LA architect Ray Kappe’s duo of houses pair modernist and organic ideas
Los Angeles-based architect Ray Kappe is renowned worldwide for his contributions to the modernist movement. From forming his own practice in 1954 to founding SCI-Arc (the Southern California Institute of Architecture) in 1972, he is still in practice to this day. In 2006, Wallpaper* visited a pair of Kappe builds: one the home and office of Dr Esther Benton, the other the architect’s own Kappe House in Pacific Palisades, a Cultural Heritage Landmark
Only a few metres from the busy traffic of Sunset Boulevard in Brentwood, Los Angeles, there is a space as calming and as restful as a cup of green tea. Hidden from the hectic city by bamboo, trees and grasses, down a driveway in a mini-canyon, is the very healing home and office of psychologist Dr Esther Benton. The private site allowed her to commission a home whose acreage of glass walls intercut with planes of Douglas fir and a sense of the outside coming in are in the best tradition of Southern Californian modernism.
Given Benton’s location (the site has a hill in the middle and sits on the edge of the Santa Monica Canyon), and her taste for the transparency and honesty of SoCal modernism, it made perfect sense that she chose Ray Kappe as her architect. The founder of the experimental Southern California Institute of Architecture, and the natural heir to Frank Lloyd Wright, Richard Neutra and R M Schindler, Kappe began his career in the 1950s by bringing together Neutra’s use of space with the more natural modernism of Harwell Hamilton Harris, to which he added some of Lloyd Wright’s love of landscapes.

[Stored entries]

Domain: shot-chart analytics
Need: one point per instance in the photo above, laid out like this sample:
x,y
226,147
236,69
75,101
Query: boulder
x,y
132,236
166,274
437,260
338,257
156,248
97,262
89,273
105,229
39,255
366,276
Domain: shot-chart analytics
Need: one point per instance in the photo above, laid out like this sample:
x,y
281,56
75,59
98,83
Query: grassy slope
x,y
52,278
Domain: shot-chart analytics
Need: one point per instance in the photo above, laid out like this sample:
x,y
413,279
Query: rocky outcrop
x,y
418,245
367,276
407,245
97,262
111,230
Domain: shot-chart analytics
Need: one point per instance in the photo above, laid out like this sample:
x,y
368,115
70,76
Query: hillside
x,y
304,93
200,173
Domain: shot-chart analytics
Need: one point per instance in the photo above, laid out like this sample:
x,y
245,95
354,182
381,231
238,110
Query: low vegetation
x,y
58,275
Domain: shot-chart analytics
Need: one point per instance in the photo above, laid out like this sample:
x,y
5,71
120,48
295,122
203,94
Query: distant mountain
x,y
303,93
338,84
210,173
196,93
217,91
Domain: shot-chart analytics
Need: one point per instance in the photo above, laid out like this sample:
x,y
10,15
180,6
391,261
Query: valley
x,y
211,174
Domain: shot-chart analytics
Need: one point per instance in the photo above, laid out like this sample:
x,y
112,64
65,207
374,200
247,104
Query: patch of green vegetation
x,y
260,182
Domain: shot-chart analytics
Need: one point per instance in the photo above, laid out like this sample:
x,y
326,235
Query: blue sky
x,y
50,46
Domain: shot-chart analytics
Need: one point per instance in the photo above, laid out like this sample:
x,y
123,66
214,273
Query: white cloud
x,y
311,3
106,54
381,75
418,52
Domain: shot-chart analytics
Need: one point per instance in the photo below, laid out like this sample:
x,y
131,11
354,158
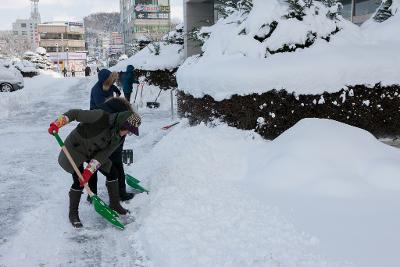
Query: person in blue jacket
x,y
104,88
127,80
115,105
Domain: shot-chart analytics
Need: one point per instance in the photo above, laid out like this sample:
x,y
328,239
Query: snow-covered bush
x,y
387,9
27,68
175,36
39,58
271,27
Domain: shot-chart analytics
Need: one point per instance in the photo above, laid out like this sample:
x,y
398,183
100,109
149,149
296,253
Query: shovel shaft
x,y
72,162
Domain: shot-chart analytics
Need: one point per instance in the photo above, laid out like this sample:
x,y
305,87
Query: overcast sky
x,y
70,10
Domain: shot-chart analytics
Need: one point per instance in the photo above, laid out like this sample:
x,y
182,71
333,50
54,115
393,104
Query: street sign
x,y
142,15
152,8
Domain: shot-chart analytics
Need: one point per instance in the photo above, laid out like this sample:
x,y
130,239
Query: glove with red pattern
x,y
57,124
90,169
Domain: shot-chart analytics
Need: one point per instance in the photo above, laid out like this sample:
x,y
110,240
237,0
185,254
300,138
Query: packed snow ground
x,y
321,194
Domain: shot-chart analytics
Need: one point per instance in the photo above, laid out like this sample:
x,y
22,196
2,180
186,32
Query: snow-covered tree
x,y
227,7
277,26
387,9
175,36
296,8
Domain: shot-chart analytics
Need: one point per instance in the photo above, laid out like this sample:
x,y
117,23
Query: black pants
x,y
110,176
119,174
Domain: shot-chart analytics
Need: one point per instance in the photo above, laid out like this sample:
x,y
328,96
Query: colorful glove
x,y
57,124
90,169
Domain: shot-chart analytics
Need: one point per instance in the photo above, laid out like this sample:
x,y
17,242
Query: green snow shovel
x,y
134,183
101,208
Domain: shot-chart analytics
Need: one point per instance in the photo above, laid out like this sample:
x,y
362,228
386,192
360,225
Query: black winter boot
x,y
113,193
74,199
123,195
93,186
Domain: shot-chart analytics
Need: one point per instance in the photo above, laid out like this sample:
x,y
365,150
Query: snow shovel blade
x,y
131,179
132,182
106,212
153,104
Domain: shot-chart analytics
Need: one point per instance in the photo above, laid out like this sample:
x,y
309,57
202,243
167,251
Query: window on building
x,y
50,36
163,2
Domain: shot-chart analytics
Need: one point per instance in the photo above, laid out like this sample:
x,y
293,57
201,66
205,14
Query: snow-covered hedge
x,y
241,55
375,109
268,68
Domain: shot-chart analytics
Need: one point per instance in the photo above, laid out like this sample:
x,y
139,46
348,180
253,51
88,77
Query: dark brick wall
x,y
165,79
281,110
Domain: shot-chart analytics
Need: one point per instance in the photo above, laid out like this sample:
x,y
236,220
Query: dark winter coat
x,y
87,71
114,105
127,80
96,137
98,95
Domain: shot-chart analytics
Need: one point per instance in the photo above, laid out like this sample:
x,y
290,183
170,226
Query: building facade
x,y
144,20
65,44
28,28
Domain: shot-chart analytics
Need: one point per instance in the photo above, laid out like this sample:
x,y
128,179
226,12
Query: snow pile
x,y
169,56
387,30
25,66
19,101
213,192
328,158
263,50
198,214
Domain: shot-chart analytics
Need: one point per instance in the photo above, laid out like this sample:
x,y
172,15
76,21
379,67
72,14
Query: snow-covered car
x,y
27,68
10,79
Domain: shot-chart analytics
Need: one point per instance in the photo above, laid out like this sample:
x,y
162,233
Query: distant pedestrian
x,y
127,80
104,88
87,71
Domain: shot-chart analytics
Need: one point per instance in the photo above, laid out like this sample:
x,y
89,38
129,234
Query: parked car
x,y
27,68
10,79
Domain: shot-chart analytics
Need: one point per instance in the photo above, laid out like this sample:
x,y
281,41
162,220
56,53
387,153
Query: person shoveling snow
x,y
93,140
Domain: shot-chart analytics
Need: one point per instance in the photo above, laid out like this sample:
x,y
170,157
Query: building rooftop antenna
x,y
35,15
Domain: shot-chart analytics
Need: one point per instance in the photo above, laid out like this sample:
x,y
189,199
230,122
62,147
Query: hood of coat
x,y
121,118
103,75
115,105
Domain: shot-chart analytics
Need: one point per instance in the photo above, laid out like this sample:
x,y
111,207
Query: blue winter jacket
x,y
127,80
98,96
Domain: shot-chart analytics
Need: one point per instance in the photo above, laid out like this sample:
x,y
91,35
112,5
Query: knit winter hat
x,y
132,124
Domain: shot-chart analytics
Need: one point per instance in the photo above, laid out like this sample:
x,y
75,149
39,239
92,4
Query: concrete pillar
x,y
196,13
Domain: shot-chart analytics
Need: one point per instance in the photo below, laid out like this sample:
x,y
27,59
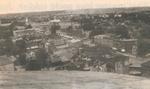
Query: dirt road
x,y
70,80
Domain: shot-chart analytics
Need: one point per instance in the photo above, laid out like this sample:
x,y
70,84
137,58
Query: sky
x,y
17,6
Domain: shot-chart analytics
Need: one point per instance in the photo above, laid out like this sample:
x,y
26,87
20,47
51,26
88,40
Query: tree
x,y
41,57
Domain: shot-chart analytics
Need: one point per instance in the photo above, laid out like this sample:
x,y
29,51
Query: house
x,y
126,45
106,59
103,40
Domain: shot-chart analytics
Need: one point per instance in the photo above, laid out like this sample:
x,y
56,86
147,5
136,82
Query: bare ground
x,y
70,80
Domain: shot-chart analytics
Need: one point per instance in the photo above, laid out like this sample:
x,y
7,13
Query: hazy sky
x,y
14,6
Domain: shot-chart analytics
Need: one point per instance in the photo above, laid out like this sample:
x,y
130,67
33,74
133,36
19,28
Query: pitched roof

EXERCISES TO COMPLETE:
**1.** From the Ray Kappe article, extract the passage from "Given Benton’s location" up to and including "love of landscapes.".
**2.** Condense the paragraph of the Ray Kappe article that begins "Given Benton's location" into a short bulleted list that keeps its main facts.

RESPONSES:
**1.**
Given Benton’s location (the site has a hill in the middle and sits on the edge of the Santa Monica Canyon), and her taste for the transparency and honesty of SoCal modernism, it made perfect sense that she chose Ray Kappe as her architect. The founder of the experimental Southern California Institute of Architecture, and the natural heir to Frank Lloyd Wright, Richard Neutra and R M Schindler, Kappe began his career in the 1950s by bringing together Neutra’s use of space with the more natural modernism of Harwell Hamilton Harris, to which he added some of Lloyd Wright’s love of landscapes.

**2.**
- Benton's site has a hill in the middle and sits on the edge of the Santa Monica Canyon.
- Given this and her taste for the transparency and honesty of SoCal modernism, choosing Ray Kappe as architect made sense.
- Kappe founded the experimental Southern California Institute of Architecture and is the natural heir to Frank Lloyd Wright, Richard Neutra and R M Schindler.
- He began his career in the 1950s by combining Neutra's use of space with the more natural modernism of Harwell Hamilton Harris, adding some of Lloyd Wright's love of landscapes.